◆ Yapılacak işler:
- 1) Somaliland gösterileri haberine göre gösteride hangi tarihte cumhurbaşkanlığı seçimi yapılması istendi?
- 2) Somaliland gösterileri haberini bittiği yerden devam ettirin.

◆ Alıntı:

━━━━

Somaliland’deki gösterilerde 7 ölü 100’den fazla yaralı var

Güvenlik güçlerinin şiddet kullandığına yönelik suçlamalar... Abdi onları savunuyor

Gösteride yaralananları ziyaret eden Savunma ve İçişleri Bakanlarını gösteren ve Somaliland Savunma Bakanlığı tarafından Twitter üzerinden yayınlanan bir fotoğraf
Gösteride yaralananları ziyaret eden Savunma ve İçişleri Bakanlarını gösteren ve Somaliland Savunma Bakanlığı tarafından Twitter üzerinden yayınlanan bir fotoğraf
TT

Somaliland’deki gösterilerde 7 ölü 100’den fazla yaralı var

Gösteride yaralananları ziyaret eden Savunma ve İçişleri Bakanlarını gösteren ve Somaliland Savunma Bakanlığı tarafından Twitter üzerinden yayınlanan bir fotoğraf
Gösteride yaralananları ziyaret eden Savunma ve İçişleri Bakanlarını gösteren ve Somaliland Savunma Bakanlığı tarafından Twitter üzerinden yayınlanan bir fotoğraf

Somali’nin kuzeyindeki Somaliland’de 13 Kasım’da cumhurbaşkanlığı seçiminin gerçekleştirilmesi çağrısıyla yapılan bir gösteride, güvenlik güçlerinin topluluğu dağıtma çabaları sırasında meydana gelen ani şiddet olaylarında en az 7 kişi hayatını kaybetti ve 100 kişi yaralandı.

━━━━

◆ Çıkarılan veriler:

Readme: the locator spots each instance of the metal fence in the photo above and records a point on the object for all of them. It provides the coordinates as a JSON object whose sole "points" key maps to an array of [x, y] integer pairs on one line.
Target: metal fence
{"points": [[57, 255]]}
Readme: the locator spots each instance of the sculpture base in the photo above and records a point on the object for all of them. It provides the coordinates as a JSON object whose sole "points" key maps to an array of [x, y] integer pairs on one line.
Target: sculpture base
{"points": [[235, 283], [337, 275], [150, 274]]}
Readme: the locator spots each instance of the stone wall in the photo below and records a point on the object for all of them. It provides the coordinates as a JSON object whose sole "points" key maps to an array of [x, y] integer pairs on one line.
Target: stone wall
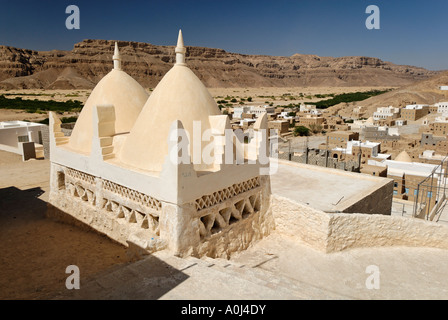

━━━━

◆ Soruların cevapları:
- 1) 13 Kasım'da.

- 2)
Somaliland Cumhurbaşkanı Musa Bihi Abdi, dün akşam Facebook’tan yaptığı paylaşımda, yaralıların çoğunun sopa, metal sopa ve taşlarla saldırıya uğrayan güvenlik güçleri mensupları olduğunu belirtti. Hayatını kaybedenlerin sivil veya güvenlik personeli mi oldukları hakkında ise bilgi vermedi.
Abdi paylaşımında, “Hiçbir kasaba veya köyde kargaşa ve gösterilere izin vermeyeceğiz, bunlarla yüzleşeceğiz. Şiddetin gölgelediği herhangi bir izinsiz gösteri ulusu yok eder” ifadelerini kullandı.
Abdi'nin görev süresi önümüzdeki Kasım ayında sona eriyor. Ancak muhalefet, Abdi’nin seçimleri ertelemek istediğine inanıyor ve onu Somaliland'da fiili parlamento olarak görev yapan bir eşraf konseyi olan Gorty meclisi aracılığıyla görev süresini uzatmaya çalışmakla suçluyor.
Hükümet ve muhalefet partileri arasındaki müzakerelerin sonuçsuz kalması üzerine başkent Hargeisa ile Burao ve Erigavo şehirlerinde yüzlerce kişi sokaklara döküldü. Göstericiler, seçim tarihinin değiştirilmemesini isteyen pankartlar açtı, ayrıca hükümetin protestoların yayılmasını önlemek amacıyla tüm şehirde interneti kesmesine karşı sloganlar atıldı.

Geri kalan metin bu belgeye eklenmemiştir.